Data to process —

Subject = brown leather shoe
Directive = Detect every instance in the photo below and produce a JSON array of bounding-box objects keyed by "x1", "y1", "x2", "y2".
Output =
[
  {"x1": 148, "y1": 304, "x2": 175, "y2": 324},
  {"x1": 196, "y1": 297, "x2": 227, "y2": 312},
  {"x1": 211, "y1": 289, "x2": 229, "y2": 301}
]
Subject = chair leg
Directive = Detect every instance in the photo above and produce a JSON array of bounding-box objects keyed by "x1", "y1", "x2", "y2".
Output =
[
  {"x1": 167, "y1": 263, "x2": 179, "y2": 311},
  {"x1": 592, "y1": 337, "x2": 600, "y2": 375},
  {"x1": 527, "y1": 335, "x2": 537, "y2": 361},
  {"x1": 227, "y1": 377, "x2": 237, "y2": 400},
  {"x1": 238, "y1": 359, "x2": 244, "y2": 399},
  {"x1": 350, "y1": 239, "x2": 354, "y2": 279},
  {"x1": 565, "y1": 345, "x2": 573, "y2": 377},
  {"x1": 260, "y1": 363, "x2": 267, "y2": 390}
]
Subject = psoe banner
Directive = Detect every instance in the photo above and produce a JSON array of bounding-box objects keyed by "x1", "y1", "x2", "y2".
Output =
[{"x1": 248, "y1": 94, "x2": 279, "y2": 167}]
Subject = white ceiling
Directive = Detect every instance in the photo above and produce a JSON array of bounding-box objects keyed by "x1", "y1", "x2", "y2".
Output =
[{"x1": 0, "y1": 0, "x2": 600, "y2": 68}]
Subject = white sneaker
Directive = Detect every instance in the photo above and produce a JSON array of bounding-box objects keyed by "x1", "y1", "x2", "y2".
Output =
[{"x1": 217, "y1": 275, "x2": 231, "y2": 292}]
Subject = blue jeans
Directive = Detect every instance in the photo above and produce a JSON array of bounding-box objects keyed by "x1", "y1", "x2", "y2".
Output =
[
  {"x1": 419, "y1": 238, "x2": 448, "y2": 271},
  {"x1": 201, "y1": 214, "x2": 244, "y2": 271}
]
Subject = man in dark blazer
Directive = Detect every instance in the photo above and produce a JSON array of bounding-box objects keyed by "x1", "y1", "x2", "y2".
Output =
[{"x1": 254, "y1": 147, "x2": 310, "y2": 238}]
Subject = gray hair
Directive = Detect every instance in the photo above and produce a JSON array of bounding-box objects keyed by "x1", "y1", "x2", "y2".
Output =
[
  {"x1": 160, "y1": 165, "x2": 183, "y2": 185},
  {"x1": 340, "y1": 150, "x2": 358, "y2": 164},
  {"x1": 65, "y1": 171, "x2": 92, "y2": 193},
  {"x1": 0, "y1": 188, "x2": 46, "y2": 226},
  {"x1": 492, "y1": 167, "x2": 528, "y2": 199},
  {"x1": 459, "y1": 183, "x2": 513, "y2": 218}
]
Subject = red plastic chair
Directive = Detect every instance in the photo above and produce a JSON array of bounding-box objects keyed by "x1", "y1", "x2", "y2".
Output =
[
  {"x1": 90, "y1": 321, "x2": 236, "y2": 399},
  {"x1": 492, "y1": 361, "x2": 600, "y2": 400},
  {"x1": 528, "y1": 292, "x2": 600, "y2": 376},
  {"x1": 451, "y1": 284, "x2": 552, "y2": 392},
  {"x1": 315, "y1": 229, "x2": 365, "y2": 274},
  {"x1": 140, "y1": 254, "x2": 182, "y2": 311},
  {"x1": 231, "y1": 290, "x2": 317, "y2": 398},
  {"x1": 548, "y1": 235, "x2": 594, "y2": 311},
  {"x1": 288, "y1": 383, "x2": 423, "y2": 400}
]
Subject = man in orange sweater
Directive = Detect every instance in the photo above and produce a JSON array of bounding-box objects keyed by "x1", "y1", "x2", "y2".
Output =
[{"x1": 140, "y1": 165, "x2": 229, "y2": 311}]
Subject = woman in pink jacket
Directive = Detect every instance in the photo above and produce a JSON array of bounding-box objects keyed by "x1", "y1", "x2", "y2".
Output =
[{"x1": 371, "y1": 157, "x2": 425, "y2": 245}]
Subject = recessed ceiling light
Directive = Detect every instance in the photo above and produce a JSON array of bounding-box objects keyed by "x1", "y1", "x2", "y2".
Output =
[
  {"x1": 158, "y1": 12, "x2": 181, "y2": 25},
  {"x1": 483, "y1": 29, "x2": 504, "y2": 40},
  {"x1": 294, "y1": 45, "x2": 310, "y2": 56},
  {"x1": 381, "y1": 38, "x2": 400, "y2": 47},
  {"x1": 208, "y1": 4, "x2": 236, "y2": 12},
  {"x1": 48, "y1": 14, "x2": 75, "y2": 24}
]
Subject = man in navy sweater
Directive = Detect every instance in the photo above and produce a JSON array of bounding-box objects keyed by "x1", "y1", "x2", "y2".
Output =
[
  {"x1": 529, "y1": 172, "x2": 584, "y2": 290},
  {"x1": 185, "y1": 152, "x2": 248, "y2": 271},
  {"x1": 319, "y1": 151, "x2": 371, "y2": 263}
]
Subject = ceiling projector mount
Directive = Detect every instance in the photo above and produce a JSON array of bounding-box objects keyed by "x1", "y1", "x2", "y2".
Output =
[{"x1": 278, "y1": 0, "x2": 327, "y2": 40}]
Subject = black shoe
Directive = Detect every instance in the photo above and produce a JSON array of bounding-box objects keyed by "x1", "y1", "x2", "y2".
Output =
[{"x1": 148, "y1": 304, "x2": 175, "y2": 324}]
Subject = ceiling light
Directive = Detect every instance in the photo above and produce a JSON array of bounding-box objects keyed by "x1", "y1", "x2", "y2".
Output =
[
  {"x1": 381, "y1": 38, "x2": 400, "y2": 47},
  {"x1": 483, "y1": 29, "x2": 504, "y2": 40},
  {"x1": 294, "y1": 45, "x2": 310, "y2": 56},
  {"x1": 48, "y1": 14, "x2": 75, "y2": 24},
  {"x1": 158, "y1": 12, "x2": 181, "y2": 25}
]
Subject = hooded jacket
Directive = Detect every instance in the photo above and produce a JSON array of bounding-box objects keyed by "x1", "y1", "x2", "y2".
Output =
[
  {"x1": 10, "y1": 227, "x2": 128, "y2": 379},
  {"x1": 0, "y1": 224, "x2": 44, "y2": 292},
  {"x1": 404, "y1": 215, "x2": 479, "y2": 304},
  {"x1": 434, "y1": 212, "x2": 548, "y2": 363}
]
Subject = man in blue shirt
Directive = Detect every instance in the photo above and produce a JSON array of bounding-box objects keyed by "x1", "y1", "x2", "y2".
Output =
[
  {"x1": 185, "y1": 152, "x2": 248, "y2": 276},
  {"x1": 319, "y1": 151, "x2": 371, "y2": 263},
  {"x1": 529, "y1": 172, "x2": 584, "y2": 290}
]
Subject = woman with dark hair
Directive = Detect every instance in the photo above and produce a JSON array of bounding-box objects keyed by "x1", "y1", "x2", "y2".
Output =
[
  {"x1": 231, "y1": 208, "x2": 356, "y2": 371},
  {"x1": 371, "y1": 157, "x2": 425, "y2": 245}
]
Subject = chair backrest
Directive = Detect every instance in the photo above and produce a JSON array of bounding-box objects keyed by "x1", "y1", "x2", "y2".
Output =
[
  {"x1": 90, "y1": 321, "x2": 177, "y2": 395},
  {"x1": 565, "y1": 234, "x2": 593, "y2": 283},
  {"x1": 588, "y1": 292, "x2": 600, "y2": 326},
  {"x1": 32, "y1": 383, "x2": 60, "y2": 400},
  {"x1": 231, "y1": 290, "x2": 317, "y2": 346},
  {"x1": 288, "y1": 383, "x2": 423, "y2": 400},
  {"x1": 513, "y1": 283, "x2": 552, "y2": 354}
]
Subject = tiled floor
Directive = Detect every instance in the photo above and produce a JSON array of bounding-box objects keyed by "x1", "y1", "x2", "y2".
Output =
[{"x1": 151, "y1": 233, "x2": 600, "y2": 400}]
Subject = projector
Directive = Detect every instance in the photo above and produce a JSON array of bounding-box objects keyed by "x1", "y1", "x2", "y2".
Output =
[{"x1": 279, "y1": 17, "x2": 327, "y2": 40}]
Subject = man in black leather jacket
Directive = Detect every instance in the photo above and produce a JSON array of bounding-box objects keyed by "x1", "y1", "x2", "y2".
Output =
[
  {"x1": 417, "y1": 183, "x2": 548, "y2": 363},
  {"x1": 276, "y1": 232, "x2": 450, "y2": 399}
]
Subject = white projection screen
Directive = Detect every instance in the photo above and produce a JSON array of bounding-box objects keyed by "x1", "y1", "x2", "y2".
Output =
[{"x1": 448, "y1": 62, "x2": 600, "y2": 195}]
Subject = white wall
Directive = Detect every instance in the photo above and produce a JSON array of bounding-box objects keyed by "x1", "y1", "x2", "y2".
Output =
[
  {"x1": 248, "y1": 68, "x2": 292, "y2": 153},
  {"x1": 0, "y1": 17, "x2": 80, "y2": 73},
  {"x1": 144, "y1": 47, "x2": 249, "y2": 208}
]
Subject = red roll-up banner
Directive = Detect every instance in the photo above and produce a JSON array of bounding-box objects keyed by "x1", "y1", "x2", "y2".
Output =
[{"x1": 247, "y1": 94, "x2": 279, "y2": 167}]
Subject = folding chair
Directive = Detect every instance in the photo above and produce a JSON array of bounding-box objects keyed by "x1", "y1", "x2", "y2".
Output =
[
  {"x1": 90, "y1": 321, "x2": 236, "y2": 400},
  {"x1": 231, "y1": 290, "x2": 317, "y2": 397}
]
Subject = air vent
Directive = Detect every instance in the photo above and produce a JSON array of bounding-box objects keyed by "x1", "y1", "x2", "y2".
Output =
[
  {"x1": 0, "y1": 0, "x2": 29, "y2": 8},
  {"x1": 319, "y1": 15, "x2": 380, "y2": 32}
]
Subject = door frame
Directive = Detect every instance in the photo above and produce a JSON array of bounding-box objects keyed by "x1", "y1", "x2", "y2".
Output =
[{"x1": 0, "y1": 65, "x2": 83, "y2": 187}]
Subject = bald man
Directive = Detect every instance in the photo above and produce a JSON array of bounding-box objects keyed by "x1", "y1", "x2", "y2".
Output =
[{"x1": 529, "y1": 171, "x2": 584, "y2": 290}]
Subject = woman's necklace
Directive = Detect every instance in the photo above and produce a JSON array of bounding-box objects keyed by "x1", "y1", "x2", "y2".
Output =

Set problem — Rewrite everything from the line containing "Subject = red roll-up banner" down to the end of the records, substituting "Result" for "Output" and leaving all else unchanged.

Task result —
Subject = red roll-up banner
Directive = Detect every instance in the photo above and produce a JSON array of bounding-box objects keyed by "x1", "y1", "x2", "y2".
Result =
[{"x1": 247, "y1": 94, "x2": 279, "y2": 167}]
Subject = folding chair
Directive = Detect every instance in the photo above and produce a JSON array of bounding-box objects keyed by "x1", "y1", "x2", "y2".
Result =
[
  {"x1": 90, "y1": 321, "x2": 236, "y2": 400},
  {"x1": 231, "y1": 290, "x2": 317, "y2": 397}
]
Subject = air vent
Directive = Detect every instance in the photo above and produce a JSON array of bounding-box objects keyed by "x1", "y1", "x2", "y2".
Result =
[
  {"x1": 0, "y1": 0, "x2": 29, "y2": 8},
  {"x1": 319, "y1": 15, "x2": 380, "y2": 32}
]
Subject = door frame
Directive = Detect every instance in the photo above and produce a JSON array of bounding-box objects keyed by "x1", "y1", "x2", "y2".
Result =
[{"x1": 0, "y1": 65, "x2": 83, "y2": 187}]
Subject = bald man
Directive = Detect every instance in the photo above and produce a JSON array of bounding-box objects keyed by "x1", "y1", "x2", "y2".
Result =
[{"x1": 529, "y1": 171, "x2": 584, "y2": 290}]
Subject = woman's necklace
Directive = Detect every instance in the photo above and produce a JSON array of bounding-box objects keyed by "x1", "y1", "x2", "y2".
Result =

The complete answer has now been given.